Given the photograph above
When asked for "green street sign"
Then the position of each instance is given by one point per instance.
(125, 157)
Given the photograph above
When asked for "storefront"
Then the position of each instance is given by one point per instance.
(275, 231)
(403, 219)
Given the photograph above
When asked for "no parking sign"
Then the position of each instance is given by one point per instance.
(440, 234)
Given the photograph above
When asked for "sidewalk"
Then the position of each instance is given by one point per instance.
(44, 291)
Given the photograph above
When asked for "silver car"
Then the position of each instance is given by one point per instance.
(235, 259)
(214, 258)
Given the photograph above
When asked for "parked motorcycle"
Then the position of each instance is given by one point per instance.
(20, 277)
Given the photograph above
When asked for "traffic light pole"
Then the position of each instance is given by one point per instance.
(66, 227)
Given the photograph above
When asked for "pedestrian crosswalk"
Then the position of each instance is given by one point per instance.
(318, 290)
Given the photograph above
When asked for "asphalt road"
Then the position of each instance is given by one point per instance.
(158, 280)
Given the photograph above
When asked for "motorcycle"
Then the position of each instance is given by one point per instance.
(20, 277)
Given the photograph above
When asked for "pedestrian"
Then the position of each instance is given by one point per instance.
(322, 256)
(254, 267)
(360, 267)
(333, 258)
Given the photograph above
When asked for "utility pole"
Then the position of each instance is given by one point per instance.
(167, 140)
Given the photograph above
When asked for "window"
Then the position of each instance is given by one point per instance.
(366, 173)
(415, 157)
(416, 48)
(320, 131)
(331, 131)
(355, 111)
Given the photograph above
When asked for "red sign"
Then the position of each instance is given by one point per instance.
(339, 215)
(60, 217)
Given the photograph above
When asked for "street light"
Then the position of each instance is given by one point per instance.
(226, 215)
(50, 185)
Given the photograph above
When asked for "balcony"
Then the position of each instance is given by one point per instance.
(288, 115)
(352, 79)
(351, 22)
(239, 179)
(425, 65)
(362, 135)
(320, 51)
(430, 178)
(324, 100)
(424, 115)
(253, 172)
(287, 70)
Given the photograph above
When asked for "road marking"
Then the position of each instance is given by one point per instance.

::::::

**DIRECTIVE**
Write down every line of the data exactly as it appears above.

**WRITTEN RESPONSE**
Given the photograph above
When asked for "green street sign"
Then the position of each instance is given by one point per instance.
(125, 157)
Given the photograph above
When asked for "storefront"
Then the position of each instance is given by one point per instance.
(275, 231)
(403, 219)
Given the photograph above
When asked for "no parking sign"
Then the position of each instance is given by one point per instance.
(440, 234)
Given the photograph above
When asked for "sidewalk"
Then the position of each instance is given by one point per instance.
(44, 291)
Given the photograph above
When asked for "silver car"
Then the position of each instance is given by one point per instance.
(235, 259)
(214, 258)
Given the photograph above
When asked for "parked motorcycle"
Then the position of each instance is given by one point per instance.
(20, 277)
Given the photograph above
When asked for "traffic light pole"
Then the position of each instance is given by one point per instance.
(66, 227)
Given the photograph above
When asked for "pedestrian crosswalk"
Then the position of each instance is given by one point per instance.
(318, 290)
Given the photograph above
When asked for "asphalt road"
Then the position of each instance is given by one point per instance.
(158, 280)
Given the photograph above
When asked for "motorcycle"
Then the position of each instance is given by one point per instance.
(20, 277)
Given the photograph above
When asked for "pedestrian"
Then the position of each instance is given by one point per instance.
(322, 256)
(254, 267)
(360, 267)
(333, 258)
Given the photograph above
When asked for "utility pole"
Then the position of each instance is given by one point per instance.
(167, 140)
Given the photograph above
When asked for "window"
Then the position of each instance is given by one point per instance.
(366, 173)
(415, 157)
(416, 48)
(320, 131)
(331, 131)
(355, 111)
Given the photograph above
When asked for "red sign"
Then the position of each instance is given by one point per instance.
(339, 215)
(60, 217)
Given the photograph above
When asked for "street light"
Then the position of each instance is given by one point per instance.
(226, 215)
(50, 185)
Given the photograph above
When asked for "balcony"
Then the position of each instance is given by one point per instance.
(288, 115)
(352, 79)
(351, 22)
(239, 179)
(425, 65)
(362, 135)
(320, 51)
(430, 178)
(324, 100)
(424, 115)
(253, 172)
(287, 70)
Given the photograph above
When asked for "road marking"
Then the position of each instance is given by one point per instance.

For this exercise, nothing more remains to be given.